▶ [PROBLEM TO SOLVE]:
Set down the full listing that follows, word for word.
MATERIAL PROVIDED section start
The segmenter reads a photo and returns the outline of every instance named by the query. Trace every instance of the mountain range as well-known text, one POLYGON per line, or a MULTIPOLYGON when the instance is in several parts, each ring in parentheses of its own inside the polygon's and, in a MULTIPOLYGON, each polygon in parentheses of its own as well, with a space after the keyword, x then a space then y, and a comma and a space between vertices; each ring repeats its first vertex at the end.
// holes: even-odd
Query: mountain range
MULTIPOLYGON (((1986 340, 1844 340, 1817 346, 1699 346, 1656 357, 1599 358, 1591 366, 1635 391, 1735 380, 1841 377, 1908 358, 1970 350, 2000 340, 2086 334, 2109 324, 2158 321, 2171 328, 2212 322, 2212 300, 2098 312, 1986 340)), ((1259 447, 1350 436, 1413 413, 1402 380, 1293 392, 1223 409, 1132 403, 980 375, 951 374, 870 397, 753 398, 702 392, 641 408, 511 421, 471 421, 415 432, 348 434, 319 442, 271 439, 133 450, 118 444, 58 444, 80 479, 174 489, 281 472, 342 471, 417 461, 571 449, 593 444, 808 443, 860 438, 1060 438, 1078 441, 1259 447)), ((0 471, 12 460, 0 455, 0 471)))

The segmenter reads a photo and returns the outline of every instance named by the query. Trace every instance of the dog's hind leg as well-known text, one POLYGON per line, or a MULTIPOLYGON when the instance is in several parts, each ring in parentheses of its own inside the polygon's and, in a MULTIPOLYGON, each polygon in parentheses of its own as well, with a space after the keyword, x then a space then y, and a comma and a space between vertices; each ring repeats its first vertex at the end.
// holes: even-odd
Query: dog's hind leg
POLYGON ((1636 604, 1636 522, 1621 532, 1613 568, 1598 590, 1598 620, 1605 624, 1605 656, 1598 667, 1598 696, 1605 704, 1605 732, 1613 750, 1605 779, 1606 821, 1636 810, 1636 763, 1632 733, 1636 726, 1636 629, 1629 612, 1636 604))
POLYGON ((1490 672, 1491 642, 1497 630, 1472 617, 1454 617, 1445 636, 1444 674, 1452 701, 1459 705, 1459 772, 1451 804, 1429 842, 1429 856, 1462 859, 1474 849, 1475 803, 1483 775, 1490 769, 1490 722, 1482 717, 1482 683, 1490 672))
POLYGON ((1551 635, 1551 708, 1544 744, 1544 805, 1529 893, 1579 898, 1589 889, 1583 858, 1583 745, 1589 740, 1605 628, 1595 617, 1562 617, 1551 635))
MATERIAL PROVIDED section end
▶ [WRITTEN RESPONSE]:
The segmenter reads a photo and returns the outline of every instance named by the query. Trace every instance of the mountain range as well-known text, one POLYGON per line, or a MULTIPOLYGON when the instance is in several parts, each ring in parentheses of its own inside the polygon's and, in a MULTIPOLYGON, each polygon in parentheses of its own as well, with a space after the keyword, x then a space then y, and a comma and a space between vertices; each ring repeats its first vertex at the end.
// holes: even-odd
Query: mountain range
MULTIPOLYGON (((1986 340, 1844 340, 1817 346, 1699 346, 1656 357, 1599 358, 1591 366, 1635 391, 1735 380, 1841 377, 1908 358, 1970 350, 2000 340, 2086 334, 2109 324, 2158 321, 2171 328, 2212 322, 2212 300, 2098 312, 1986 340)), ((1259 447, 1350 436, 1413 413, 1402 380, 1293 392, 1223 409, 1132 403, 980 375, 951 374, 870 397, 753 398, 702 392, 641 408, 511 421, 471 421, 415 432, 348 434, 319 442, 271 439, 133 450, 118 444, 58 444, 80 479, 174 489, 281 472, 342 471, 417 461, 571 449, 593 444, 808 443, 860 438, 1060 438, 1078 441, 1259 447)), ((0 471, 12 460, 0 455, 0 471)))

The segmenter reads a photo and returns the outline of every instance named by the query. Trace every instance of the dog's hind leg as well-known text, one POLYGON per line, or a MULTIPOLYGON when the instance is in several parts, each ring in parentheses of its own inside the polygon's and, in a MULTIPOLYGON, each polygon in parentheses of its own as well, with a space after the keyword, x then a space then y, and a comma and a space between vertices; each ring repeats its first vertex at the end.
// holes: even-odd
Query: dog's hind leg
POLYGON ((1636 604, 1636 522, 1621 532, 1613 568, 1598 590, 1598 620, 1605 624, 1605 656, 1598 667, 1598 696, 1605 704, 1605 732, 1613 750, 1605 779, 1606 821, 1636 810, 1636 763, 1632 733, 1636 726, 1636 629, 1629 612, 1636 604))
POLYGON ((1490 672, 1491 642, 1497 630, 1472 617, 1454 617, 1445 636, 1444 674, 1452 701, 1459 705, 1459 772, 1451 804, 1429 842, 1429 856, 1462 859, 1474 849, 1475 803, 1483 775, 1490 769, 1490 722, 1482 717, 1482 683, 1490 672))
POLYGON ((1551 635, 1551 708, 1544 744, 1544 805, 1529 893, 1579 898, 1589 889, 1583 858, 1583 745, 1589 740, 1605 628, 1595 617, 1562 617, 1551 635))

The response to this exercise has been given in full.